----- Exercise input

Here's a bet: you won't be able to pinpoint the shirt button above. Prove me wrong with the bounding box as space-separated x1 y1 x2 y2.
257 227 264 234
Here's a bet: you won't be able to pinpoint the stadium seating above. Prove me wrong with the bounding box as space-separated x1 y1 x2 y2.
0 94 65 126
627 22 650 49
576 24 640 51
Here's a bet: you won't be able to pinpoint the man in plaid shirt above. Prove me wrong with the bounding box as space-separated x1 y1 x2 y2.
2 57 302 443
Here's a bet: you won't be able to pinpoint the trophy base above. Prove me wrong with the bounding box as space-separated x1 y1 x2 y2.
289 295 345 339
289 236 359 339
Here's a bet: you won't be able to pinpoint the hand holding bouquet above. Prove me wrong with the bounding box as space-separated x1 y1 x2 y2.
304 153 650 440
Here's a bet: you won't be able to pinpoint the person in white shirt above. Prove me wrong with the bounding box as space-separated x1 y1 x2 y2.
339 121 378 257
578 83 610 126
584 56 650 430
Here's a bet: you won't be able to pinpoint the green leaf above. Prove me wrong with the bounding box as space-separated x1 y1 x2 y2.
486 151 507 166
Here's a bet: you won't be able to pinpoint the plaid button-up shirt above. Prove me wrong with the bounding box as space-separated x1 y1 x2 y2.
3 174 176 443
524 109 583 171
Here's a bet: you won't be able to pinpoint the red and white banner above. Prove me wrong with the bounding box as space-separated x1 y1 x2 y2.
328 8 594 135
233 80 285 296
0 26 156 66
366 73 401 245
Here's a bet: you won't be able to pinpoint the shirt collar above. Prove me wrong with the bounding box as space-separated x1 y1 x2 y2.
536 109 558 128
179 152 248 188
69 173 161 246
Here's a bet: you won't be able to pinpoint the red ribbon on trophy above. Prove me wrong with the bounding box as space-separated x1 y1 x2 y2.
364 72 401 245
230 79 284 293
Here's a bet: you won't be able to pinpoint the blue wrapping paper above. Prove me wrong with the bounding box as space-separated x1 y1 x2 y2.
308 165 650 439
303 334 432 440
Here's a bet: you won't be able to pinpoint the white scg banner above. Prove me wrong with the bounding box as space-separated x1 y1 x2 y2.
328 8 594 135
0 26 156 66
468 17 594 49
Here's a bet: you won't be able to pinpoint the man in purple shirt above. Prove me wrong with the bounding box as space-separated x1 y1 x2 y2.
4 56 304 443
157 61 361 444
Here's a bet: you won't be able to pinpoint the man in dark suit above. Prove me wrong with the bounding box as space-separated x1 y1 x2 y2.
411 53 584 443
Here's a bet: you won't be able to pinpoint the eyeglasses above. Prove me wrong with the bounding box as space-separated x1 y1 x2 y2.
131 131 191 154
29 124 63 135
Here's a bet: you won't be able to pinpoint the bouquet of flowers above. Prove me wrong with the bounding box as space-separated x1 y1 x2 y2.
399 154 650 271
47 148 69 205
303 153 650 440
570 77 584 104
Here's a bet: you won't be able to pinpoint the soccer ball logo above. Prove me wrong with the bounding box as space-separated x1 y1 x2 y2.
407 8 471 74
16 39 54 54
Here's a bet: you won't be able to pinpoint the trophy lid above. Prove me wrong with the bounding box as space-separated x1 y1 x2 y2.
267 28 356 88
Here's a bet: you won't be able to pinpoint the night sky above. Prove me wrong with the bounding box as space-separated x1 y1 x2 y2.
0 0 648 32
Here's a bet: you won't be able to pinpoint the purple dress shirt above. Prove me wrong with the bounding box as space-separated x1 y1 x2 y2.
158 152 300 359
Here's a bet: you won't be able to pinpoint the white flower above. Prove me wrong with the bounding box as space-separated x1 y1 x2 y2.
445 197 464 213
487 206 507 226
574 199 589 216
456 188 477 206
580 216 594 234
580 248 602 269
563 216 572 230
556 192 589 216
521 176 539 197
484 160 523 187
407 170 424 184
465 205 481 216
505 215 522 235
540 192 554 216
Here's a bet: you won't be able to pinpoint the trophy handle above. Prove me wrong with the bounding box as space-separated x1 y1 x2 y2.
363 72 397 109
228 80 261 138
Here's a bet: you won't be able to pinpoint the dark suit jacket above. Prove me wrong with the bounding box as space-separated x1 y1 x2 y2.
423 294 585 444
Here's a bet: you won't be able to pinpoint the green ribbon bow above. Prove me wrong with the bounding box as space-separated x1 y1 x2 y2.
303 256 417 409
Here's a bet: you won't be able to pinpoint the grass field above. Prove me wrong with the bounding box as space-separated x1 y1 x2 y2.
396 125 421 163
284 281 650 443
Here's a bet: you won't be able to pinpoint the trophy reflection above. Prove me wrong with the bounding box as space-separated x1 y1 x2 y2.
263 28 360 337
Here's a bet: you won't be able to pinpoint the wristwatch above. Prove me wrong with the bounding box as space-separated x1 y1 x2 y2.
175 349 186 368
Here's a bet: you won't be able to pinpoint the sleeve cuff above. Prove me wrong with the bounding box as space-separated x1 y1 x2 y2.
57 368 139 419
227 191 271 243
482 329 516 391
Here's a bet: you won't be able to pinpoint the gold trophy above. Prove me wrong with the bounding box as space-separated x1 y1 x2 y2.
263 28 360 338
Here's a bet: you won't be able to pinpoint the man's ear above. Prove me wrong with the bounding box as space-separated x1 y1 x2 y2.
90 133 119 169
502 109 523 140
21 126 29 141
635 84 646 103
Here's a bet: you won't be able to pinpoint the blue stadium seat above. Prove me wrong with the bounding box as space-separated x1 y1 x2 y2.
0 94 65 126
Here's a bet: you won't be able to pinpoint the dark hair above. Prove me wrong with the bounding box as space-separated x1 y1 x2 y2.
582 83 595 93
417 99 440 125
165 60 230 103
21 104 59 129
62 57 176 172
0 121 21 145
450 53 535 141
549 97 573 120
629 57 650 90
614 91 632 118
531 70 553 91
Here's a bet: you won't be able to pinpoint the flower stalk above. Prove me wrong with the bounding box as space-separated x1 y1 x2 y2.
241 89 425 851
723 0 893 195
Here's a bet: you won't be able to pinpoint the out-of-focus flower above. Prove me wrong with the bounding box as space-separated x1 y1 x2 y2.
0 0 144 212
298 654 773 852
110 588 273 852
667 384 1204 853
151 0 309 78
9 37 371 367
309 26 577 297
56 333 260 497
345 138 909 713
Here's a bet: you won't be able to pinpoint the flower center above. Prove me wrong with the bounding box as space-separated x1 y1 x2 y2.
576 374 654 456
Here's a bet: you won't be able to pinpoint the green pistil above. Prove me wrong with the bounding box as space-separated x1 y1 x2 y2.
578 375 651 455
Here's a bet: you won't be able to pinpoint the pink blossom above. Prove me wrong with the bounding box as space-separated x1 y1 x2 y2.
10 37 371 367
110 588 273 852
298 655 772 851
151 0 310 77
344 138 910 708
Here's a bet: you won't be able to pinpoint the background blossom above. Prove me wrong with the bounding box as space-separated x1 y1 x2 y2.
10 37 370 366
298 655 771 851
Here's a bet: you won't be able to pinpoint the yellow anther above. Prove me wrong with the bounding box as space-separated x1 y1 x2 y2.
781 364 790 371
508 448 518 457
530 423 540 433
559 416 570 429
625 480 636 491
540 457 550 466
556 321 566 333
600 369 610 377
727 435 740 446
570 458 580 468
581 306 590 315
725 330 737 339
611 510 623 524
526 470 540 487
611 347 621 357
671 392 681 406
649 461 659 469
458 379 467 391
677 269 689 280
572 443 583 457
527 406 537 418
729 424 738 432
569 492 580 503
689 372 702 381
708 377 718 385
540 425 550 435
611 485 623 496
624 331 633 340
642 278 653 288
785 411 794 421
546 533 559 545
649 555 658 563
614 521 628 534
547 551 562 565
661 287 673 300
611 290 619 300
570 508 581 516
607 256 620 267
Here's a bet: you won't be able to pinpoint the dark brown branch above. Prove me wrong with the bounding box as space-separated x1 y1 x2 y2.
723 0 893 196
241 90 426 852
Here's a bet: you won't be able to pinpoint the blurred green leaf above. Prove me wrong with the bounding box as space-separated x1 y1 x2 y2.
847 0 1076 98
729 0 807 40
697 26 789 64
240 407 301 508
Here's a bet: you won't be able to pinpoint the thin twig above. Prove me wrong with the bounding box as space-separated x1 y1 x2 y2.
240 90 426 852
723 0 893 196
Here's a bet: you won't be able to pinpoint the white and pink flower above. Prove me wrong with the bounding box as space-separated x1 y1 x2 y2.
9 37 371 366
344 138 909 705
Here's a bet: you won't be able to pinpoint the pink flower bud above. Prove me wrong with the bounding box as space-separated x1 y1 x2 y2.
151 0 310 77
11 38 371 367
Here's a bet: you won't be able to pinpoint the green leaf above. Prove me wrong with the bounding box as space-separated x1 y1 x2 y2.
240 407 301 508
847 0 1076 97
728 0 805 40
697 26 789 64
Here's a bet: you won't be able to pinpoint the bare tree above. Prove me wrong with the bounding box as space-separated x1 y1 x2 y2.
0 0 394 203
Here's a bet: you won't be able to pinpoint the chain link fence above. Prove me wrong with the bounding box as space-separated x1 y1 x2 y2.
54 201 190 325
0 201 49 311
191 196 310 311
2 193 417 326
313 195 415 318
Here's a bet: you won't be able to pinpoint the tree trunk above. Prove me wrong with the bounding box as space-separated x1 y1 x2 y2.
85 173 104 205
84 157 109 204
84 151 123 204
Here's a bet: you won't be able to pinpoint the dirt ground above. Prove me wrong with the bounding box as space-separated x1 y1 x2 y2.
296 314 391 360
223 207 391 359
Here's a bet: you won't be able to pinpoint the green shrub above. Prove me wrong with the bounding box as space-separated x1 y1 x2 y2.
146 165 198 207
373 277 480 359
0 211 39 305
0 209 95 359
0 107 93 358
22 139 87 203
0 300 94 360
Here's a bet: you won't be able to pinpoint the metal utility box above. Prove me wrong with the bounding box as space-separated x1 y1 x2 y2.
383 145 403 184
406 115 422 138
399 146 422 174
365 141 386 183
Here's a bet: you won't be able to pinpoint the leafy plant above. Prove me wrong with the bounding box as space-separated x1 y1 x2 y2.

----------

### [Required work]
With the entries above as the source, set down exactly the lines from the one holding "Here's a bet: you won't be able to pinpoint the dirt" through the last line, both ends included.

### [Response for this exercise]
Here's a bet: you won't be able to pinpoint the dirt ground above. Prove me wrong with the bounding box as space-separated x1 y1 x2 y2.
296 314 391 360
223 207 391 359
Here's a bet: you won't be able to pinpoint the green shrub above. Prove me wrong with the bounding box as space-separated x1 y1 x2 y2.
146 165 198 207
373 277 480 359
0 211 39 305
0 209 95 359
0 107 93 358
22 139 87 203
0 300 94 360
Here's a bet: you won't be able to pinpoint the metal utility box above. Prove me wrong with the bounding box as space-separated x1 y1 x2 y2.
383 145 403 184
406 115 422 138
399 146 422 174
365 141 386 183
Here's a bet: you won't be able to pinpoint the leafy plant above. Prove me wrong with the bounding box as space-separated x1 y1 x2 y2.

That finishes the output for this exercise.